> _AVAILABLE RECORDS_:
* * *

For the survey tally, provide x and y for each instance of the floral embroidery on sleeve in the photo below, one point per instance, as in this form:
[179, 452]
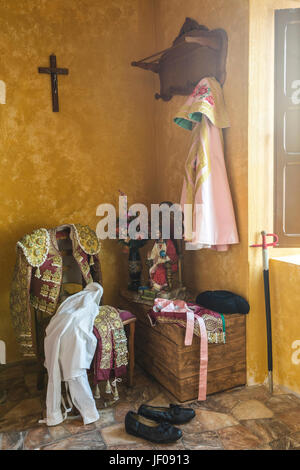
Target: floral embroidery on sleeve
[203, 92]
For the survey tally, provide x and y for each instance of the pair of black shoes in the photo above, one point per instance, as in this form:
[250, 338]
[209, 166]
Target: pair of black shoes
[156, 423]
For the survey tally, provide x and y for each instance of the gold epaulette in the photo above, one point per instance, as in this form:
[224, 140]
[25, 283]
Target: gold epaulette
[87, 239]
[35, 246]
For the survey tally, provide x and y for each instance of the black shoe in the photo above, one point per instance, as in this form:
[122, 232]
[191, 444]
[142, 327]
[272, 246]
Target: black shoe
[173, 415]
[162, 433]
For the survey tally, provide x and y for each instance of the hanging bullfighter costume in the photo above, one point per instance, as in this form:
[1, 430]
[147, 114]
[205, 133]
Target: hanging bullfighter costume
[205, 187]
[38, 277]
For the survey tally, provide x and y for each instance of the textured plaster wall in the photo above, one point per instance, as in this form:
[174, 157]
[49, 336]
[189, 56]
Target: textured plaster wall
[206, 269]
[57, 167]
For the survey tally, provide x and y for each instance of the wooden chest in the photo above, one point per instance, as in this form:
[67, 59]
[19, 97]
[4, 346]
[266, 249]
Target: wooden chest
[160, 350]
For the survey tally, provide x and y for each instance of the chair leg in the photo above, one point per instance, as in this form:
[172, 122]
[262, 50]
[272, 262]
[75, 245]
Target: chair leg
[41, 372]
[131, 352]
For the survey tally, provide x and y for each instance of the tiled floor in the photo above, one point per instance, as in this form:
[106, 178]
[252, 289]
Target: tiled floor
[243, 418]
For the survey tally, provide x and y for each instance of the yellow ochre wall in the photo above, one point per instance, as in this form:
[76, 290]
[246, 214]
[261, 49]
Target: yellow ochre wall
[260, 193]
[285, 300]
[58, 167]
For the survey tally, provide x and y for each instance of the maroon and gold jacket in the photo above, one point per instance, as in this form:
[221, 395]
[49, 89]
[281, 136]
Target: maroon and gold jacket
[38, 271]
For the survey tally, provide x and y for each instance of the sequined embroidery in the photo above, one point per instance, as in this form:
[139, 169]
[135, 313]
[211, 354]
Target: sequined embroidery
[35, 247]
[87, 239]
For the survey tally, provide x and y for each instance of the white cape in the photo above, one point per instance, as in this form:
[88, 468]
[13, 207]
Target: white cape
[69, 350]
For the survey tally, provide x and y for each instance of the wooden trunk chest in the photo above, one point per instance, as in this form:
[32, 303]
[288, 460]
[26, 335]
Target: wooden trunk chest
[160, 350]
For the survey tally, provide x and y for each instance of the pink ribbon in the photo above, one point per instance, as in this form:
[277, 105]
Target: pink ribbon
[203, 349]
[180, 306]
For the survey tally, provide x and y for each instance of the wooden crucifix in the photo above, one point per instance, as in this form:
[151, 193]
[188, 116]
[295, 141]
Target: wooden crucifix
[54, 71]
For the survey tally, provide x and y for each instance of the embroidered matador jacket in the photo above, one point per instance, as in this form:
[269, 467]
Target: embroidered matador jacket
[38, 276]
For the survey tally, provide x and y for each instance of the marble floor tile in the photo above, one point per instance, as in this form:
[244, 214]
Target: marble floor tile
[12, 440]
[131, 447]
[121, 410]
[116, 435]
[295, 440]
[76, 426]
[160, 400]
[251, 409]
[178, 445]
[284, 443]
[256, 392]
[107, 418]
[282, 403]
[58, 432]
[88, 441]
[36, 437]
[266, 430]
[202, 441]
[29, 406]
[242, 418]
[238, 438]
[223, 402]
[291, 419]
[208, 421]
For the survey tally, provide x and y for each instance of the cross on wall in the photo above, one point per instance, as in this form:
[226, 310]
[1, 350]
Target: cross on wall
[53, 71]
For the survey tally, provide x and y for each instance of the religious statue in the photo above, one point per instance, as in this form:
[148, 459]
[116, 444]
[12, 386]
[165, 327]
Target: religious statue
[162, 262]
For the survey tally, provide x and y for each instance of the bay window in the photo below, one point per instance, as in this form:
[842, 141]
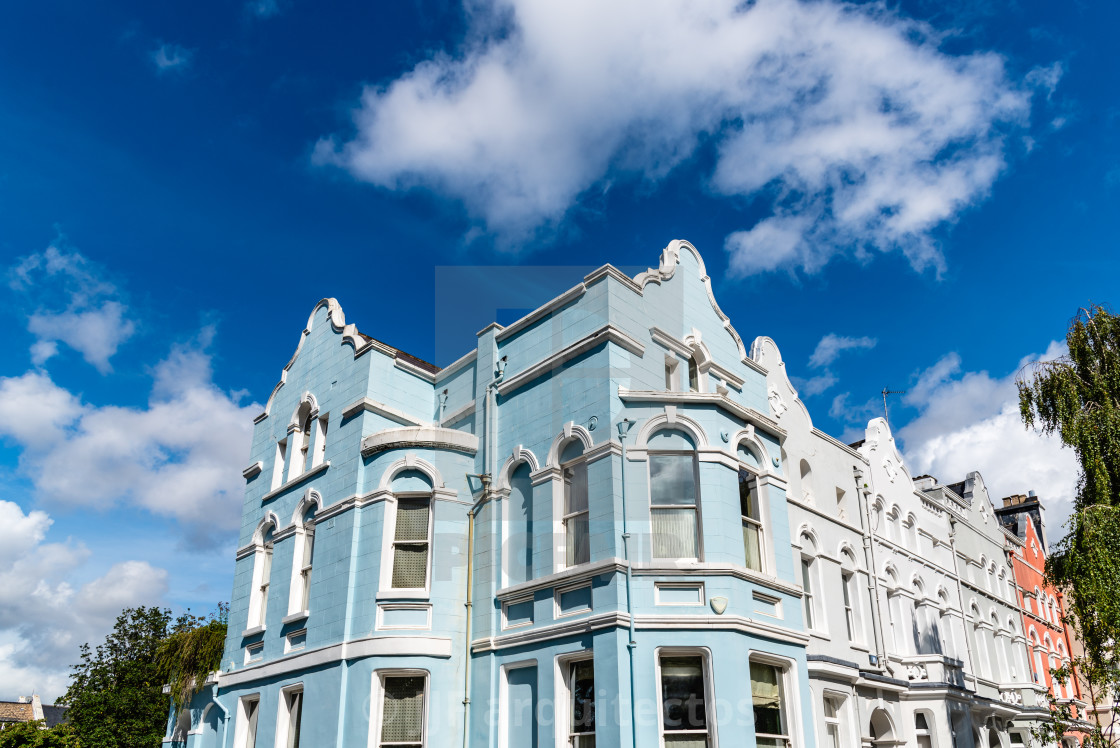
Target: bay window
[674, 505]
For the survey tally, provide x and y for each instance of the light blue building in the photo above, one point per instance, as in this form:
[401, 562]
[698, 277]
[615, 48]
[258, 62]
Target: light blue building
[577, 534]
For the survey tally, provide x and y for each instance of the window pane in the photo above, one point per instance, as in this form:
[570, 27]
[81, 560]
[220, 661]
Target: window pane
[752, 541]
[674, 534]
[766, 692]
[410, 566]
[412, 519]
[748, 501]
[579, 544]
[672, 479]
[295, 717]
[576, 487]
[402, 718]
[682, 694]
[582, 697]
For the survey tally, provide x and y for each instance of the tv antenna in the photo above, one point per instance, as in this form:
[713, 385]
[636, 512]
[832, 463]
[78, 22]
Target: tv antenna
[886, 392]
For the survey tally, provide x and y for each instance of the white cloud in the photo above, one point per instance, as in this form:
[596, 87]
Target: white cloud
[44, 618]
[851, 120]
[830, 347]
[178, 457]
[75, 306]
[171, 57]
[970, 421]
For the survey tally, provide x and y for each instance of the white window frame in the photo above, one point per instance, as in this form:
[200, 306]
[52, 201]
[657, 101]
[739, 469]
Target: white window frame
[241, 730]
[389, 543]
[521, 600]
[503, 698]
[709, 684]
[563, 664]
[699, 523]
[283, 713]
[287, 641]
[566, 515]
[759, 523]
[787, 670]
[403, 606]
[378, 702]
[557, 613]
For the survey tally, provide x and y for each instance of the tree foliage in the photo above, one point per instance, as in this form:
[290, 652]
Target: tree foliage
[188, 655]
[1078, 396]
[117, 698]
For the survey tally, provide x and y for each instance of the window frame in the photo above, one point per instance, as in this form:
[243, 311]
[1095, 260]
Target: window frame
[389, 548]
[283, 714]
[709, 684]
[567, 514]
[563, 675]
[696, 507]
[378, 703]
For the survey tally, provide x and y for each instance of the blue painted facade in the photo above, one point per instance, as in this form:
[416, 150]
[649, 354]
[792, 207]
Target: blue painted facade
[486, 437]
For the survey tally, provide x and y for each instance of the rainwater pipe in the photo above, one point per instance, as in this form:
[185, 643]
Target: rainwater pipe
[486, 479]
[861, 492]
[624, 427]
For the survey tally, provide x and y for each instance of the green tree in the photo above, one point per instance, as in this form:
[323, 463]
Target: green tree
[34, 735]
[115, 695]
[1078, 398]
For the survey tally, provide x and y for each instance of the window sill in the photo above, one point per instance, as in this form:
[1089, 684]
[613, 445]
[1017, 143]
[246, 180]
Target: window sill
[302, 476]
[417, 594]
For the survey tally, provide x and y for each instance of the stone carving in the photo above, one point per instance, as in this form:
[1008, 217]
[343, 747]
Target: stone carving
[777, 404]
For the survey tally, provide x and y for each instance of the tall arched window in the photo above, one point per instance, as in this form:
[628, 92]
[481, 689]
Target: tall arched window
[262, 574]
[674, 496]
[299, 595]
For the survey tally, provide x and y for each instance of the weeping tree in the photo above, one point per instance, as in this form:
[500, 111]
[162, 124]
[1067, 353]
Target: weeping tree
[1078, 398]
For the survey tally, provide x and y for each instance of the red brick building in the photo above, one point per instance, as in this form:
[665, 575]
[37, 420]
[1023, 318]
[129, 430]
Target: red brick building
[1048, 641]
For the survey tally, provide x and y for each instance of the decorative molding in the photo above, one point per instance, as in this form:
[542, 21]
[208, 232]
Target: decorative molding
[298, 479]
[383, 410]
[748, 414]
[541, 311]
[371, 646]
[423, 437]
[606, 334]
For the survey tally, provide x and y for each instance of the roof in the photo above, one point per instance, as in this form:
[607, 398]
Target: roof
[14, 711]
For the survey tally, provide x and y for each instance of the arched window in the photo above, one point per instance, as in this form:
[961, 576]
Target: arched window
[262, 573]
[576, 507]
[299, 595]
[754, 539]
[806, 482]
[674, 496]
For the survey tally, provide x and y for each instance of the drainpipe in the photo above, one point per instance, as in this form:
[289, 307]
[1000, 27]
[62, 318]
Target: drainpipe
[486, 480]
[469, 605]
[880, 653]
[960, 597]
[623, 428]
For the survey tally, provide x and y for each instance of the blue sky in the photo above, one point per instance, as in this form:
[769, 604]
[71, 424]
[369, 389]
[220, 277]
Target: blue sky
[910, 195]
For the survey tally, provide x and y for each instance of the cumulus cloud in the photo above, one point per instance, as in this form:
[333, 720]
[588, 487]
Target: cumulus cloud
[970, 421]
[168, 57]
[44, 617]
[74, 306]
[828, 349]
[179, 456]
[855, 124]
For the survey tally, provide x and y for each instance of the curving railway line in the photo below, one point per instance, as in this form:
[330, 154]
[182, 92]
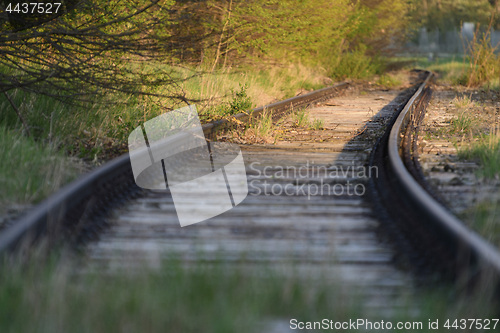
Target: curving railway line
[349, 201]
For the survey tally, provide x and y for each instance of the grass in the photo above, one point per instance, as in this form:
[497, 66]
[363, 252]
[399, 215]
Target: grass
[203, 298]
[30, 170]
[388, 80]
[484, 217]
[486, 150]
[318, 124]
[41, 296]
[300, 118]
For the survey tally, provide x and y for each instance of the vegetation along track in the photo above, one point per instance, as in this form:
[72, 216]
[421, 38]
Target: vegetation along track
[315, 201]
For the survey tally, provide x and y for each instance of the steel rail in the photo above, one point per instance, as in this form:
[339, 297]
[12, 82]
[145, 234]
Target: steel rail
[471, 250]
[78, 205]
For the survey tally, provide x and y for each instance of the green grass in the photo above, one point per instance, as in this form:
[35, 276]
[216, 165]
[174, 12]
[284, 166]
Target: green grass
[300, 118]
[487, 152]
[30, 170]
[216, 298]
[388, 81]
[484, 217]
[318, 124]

* * *

> _BRIEF_: What is the number of lines in the material above that include the string "below"? Give only that number.

> _SOLUTION FOR THIS PROBLEM_: 3